**Task directions:** Render these records as a Markdown table with two columns, Num for the row number and Content for the line, and leave out any blank lines.

**Rows of box annotation data:**
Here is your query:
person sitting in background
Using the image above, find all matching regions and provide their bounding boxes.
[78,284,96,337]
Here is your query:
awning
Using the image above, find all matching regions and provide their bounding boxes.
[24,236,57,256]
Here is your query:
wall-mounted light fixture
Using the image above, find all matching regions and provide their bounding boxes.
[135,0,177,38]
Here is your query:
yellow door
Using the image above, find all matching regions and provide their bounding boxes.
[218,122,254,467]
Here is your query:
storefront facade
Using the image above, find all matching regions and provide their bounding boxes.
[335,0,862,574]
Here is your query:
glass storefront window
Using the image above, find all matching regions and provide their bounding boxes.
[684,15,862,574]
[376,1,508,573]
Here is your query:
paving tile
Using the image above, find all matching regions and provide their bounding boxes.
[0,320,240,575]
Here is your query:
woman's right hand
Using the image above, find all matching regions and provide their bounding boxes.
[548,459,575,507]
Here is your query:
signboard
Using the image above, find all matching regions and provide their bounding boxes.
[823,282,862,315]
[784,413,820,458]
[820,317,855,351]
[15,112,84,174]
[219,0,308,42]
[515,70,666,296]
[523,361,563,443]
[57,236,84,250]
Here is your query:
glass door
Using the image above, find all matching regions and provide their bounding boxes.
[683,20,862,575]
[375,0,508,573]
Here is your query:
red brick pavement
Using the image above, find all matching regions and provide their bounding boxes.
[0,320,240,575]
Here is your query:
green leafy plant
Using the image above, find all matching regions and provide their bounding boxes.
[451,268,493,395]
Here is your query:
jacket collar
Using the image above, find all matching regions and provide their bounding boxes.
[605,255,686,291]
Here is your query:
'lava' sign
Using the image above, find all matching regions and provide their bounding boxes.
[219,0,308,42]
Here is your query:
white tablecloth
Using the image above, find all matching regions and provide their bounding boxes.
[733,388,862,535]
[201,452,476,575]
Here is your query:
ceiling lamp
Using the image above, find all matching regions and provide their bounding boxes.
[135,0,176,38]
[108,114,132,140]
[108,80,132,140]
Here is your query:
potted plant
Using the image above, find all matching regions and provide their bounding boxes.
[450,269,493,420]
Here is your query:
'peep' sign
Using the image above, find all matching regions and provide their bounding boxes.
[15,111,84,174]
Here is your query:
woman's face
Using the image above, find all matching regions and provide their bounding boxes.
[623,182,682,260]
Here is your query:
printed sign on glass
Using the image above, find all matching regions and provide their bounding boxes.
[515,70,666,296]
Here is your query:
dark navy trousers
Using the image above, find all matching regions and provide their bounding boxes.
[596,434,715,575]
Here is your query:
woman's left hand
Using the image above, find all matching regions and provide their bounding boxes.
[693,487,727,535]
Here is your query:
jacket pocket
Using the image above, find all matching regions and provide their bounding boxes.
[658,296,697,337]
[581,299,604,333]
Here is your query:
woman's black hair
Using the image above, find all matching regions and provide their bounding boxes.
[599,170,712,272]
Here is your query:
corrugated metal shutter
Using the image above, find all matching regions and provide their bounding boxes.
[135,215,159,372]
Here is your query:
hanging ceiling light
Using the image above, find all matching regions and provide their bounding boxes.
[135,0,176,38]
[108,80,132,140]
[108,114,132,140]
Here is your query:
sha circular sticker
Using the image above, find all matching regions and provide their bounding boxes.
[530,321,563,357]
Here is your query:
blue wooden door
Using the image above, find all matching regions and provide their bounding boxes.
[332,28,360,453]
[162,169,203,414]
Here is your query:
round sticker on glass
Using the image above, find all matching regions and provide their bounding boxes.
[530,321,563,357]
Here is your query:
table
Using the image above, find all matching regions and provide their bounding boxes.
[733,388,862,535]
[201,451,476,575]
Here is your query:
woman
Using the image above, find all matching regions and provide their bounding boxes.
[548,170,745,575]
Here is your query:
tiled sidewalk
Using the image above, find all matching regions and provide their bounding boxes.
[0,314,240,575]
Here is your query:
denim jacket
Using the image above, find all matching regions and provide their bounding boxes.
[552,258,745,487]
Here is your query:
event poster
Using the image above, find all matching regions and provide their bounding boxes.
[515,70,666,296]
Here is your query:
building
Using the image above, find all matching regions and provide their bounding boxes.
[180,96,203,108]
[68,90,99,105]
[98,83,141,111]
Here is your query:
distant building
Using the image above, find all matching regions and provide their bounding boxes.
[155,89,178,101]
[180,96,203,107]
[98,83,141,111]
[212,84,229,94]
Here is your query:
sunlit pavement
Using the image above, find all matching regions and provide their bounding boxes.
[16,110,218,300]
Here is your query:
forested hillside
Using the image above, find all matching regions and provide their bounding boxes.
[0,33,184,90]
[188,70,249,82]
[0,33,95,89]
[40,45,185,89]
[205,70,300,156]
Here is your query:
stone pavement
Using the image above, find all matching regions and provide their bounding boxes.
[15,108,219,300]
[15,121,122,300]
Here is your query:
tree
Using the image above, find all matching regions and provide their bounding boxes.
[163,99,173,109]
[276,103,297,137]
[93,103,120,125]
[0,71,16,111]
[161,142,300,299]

**Exercise response:**
| Num | Content |
|---|---|
| 1 | Here is your query: |
| 2 | person sitting in background |
| 3 | Using the image above, find all matching regions and provide their bounding boxes. |
| 4 | [78,284,96,337] |
| 5 | Here is your query: |
| 6 | awning |
| 7 | Using the image above, find all matching regions and provide their bounding boxes. |
| 8 | [24,236,57,256] |
| 9 | Here is your query: |
| 10 | wall-mounted light fixture |
| 11 | Using the image above, find all matching regions and provide their bounding boxes. |
| 12 | [135,0,177,38] |
| 13 | Here is your query: |
| 14 | yellow door |
| 15 | Using the image above, find all matching regions and provide their bounding boxes. |
| 16 | [218,122,254,467] |
| 17 | Here is your query: |
| 18 | storefront facade |
| 19 | Using the image above, find all matching regions and provide their bounding boxes. |
| 20 | [335,0,862,574] |
| 21 | Here is your query: |
| 22 | glass storefront window |
| 23 | Using the image above, find all matching regions and provide their bounding boxes. |
| 24 | [684,15,862,574] |
| 25 | [376,1,508,573] |
| 26 | Here is your query: |
| 27 | paving tile |
| 28 | Using the image above, find all matching regions and provide their bounding boxes. |
| 29 | [0,320,240,575] |
| 30 | Here is your query: |
| 31 | woman's right hand |
| 32 | Using the image above, find all matching regions and provide their bounding boxes. |
| 33 | [548,459,575,507] |
| 34 | Here is your query: |
| 35 | signboard |
| 36 | Using the image above, find all matching regions and provide their bounding boxes. |
| 37 | [823,282,862,315] |
| 38 | [784,413,820,458] |
| 39 | [820,317,855,351] |
| 40 | [15,112,84,174] |
| 41 | [219,0,308,42] |
| 42 | [515,70,666,296] |
| 43 | [523,361,563,443] |
| 44 | [57,236,84,250] |
| 45 | Here is your query: |
| 46 | glass door |
| 47 | Using the image above, find all matching regions and provide their bounding boxes. |
| 48 | [683,20,862,575] |
| 49 | [375,0,508,573] |
| 50 | Here is your query: |
| 51 | red brick pavement |
| 52 | Using the image above, find all matching regions and provide their bounding boxes. |
| 53 | [0,320,240,575] |
| 54 | Here is your query: |
| 55 | green leafy plant |
| 56 | Using the image above, find all matching regions and provide their bounding boxes. |
| 57 | [451,268,493,395] |
| 58 | Here is your query: |
| 59 | jacket collar |
| 60 | Using the image above, find all matching regions and provide their bounding boxes. |
| 61 | [605,255,686,291] |
| 62 | Here is your query: |
| 63 | 'lava' sign |
| 64 | Using the image above, find all matching regions and provide their bounding boxes. |
| 65 | [219,0,308,42] |
| 66 | Here is your query: |
| 67 | white tablecloth |
| 68 | Using the image above, find all matching regions and provide their bounding boxes. |
| 69 | [733,388,862,535] |
| 70 | [201,452,476,575] |
| 71 | Here is your query: |
| 72 | ceiling lamp |
| 73 | Using the image above, find all matching regions and provide their bounding boxes. |
| 74 | [135,0,176,38] |
| 75 | [108,114,132,140] |
| 76 | [108,80,132,140] |
| 77 | Here is your query: |
| 78 | potted plant |
| 79 | Using the image above, find all matching regions and provide their bounding boxes. |
| 80 | [450,269,493,420] |
| 81 | Here is your query: |
| 82 | 'peep' sign |
| 83 | Using the image above, find all matching regions and provide their bounding boxes. |
| 84 | [15,111,84,174] |
| 85 | Here is your query: |
| 86 | woman's face |
| 87 | Using the image above, find all matching regions and provide their bounding boxes. |
| 88 | [623,182,682,260] |
| 89 | Here is your query: |
| 90 | printed sign on glass |
| 91 | Using the image above, find all matching regions and provide their bounding boxes. |
| 92 | [515,70,666,296] |
| 93 | Here is your query: |
| 94 | dark navy trousers |
| 95 | Using the image above, find all matching regions and provide their bounding boxes. |
| 96 | [596,434,715,575] |
| 97 | Here is your query: |
| 98 | woman's left hand |
| 99 | Using the image above, find all matching regions and provide their bounding boxes. |
| 100 | [693,487,727,535] |
| 101 | Here is your query: |
| 102 | jacket pocket |
| 103 | Using the image above, find all matching regions and provide their bounding boxes. |
| 104 | [658,296,697,337] |
| 105 | [581,299,604,333] |
| 106 | Here is your query: |
| 107 | woman's black hair |
| 108 | Using the image above, find all matching regions and provide their bounding boxes. |
| 109 | [599,170,712,272] |
| 110 | Here is your query: |
| 111 | corrugated metal shutter |
| 112 | Using the image above, find all matching regions and provide their bounding boxes. |
| 113 | [135,215,159,372] |
| 114 | Here is your query: |
| 115 | hanging ceiling light |
| 116 | Using the image above, find all matching regions and provide their bounding boxes. |
| 117 | [135,0,176,38] |
| 118 | [108,80,132,140] |
| 119 | [108,114,132,140] |
| 120 | Here is your query: |
| 121 | sha circular sticker |
| 122 | Using the image above, find all matching regions and provide their bounding boxes. |
| 123 | [530,321,563,357] |
| 124 | Here is your query: |
| 125 | blue wooden door |
| 126 | Using the image above, find all matching regions and provide their bounding boxes. |
| 127 | [332,28,360,453] |
| 128 | [162,169,203,414] |
| 129 | Here is your query: |
| 130 | round sticker on glass |
| 131 | Using the image above, find all matching regions and provide their bounding boxes. |
| 132 | [530,321,563,357] |
| 133 | Here is your query: |
| 134 | table |
| 135 | Using the image above, find all matching regions and provide their bounding boxes. |
| 136 | [733,388,862,535] |
| 137 | [201,451,476,575] |
| 138 | Here is your query: |
| 139 | woman |
| 140 | Using the image above, find all matching regions and provide their bounding boxes. |
| 141 | [548,170,745,575] |
| 142 | Here is your query: |
| 143 | tiled sidewalk |
| 144 | Using the image above, find all matching regions and provide their bounding boxes. |
| 145 | [0,314,240,575] |
| 146 | Here is your query: |
| 147 | denim jacket |
| 148 | Using the image above, find all matching regions and provide their bounding boxes. |
| 149 | [552,258,745,487] |
| 150 | Here is your query: |
| 151 | event poster |
| 152 | Using the image above, find all matching regions and provide their bounding boxes. |
| 153 | [515,70,666,296] |
| 154 | Here is your query: |
| 155 | building |
| 156 | Using the image above, find all matching regions and provide their bounding boxes. |
| 157 | [180,96,203,108] |
| 158 | [68,90,99,105] |
| 159 | [98,83,141,111] |
| 160 | Here is your query: |
| 161 | distant building |
| 162 | Using the image above, find all matching regions and provide their bounding boxes. |
| 163 | [155,89,178,101] |
| 164 | [180,96,203,107] |
| 165 | [98,83,141,111] |
| 166 | [212,84,229,94] |
| 167 | Here is your query: |
| 168 | sunlit pavement |
| 169 | Using the image above, find all matching regions and provide their bounding boxes. |
| 170 | [16,110,218,300] |
| 171 | Here is your query: |
| 172 | forested hillside |
| 173 | Using the image above, find all matching regions and provide their bounding boxes. |
| 174 | [0,33,184,90] |
| 175 | [188,70,249,82] |
| 176 | [0,33,95,89] |
| 177 | [40,45,185,89] |
| 178 | [205,70,300,156] |
| 179 | Here is your query: |
| 180 | stone pavement |
| 181 | Using the image above, find all matching regions and provide their bounding boxes. |
| 182 | [15,108,219,300] |
| 183 | [15,121,122,300] |
| 184 | Here is your query: |
| 185 | tree |
| 186 | Using the image above, find all matching regions and provide their bounding boxes. |
| 187 | [163,99,173,109] |
| 188 | [276,103,297,137] |
| 189 | [93,103,120,125] |
| 190 | [0,71,16,111] |
| 191 | [161,142,300,299] |